## Challenge
According to the piece on the 1960 European Cup final, what was the final score, and which club won?

## Selected text

MAY 18, 1960. Hampden Park, Glasgow. Anywhere from 130,000 to 135,000 people were there to witness what has been called the greatest football match of them all.

Better than the 1966 World Cup final when England beat West Germany 4-2 with a Geoff Hurst hat-trick.

Better than the 1970 World Cup final when the best Brazilian team to take the field (it was Pele’s last appearance at a World Cup) thrashed Italy 4-1.

Better even, than 10-man Skal Meanderers’ (Auckland Sunday league) 5-0 win over City Socialists in 1996 (your not-so-humble correspondent scored a sizzler from 40 metres).

Nope, on May 18, 1960, Real Madrid brushed aside Eintracht Frankfurt 7-3 in the European Cup final — the greatest performance by the greatest club side the world has seen.

Real were in their fifth straight European final since the competition’s inception five years before.

They were the prototype “Galacticos” and had dominated Europe, winning the previous four finals and, led by the brilliance of Alfredo Di Stefano and the Hungarian legend Ferenc Puskas, the Spanish team stunned the biggest crowd to see a European final with a display of football that, as one writer described it, might as well as come from another planet.

## Extracted information
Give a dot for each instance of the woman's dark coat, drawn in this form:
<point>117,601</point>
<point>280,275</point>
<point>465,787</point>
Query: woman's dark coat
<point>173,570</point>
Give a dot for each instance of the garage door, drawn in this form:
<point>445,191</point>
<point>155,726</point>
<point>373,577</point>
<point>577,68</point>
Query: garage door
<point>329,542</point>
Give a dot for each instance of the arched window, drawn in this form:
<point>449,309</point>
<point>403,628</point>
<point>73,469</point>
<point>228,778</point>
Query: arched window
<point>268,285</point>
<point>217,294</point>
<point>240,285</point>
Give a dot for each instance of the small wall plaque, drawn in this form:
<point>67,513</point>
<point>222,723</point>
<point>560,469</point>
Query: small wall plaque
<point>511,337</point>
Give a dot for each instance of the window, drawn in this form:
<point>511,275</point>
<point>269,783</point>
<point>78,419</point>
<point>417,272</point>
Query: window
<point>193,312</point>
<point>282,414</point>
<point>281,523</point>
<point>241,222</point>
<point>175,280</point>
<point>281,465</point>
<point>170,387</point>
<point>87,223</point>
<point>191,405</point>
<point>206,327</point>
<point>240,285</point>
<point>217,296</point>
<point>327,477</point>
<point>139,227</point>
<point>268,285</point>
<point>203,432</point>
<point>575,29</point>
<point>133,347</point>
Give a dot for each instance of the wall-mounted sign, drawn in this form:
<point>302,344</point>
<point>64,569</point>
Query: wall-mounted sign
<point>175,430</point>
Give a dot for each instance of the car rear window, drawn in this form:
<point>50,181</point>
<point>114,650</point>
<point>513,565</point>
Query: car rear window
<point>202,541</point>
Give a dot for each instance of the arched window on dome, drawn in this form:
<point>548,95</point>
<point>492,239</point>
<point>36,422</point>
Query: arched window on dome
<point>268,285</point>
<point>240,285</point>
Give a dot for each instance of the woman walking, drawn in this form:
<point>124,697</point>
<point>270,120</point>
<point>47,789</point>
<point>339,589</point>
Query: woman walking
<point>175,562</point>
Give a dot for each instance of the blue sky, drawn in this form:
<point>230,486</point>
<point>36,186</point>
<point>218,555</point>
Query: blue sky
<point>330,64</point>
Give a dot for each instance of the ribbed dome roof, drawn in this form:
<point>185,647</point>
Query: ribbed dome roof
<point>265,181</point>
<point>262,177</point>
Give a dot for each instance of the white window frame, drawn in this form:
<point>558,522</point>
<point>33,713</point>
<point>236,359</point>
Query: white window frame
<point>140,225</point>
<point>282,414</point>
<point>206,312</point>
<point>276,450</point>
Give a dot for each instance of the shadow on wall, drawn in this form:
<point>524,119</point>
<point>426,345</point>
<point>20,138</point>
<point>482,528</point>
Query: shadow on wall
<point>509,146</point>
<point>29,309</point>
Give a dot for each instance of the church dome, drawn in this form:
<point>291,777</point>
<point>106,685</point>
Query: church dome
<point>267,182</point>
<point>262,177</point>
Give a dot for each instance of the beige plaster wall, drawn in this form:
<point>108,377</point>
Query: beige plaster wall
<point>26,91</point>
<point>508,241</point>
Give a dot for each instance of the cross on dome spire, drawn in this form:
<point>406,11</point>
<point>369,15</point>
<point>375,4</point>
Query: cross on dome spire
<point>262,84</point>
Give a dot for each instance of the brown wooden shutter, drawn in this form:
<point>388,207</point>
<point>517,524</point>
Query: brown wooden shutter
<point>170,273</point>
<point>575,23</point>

## The solution
Real Madrid won, beating Eintracht Frankfurt 7-3.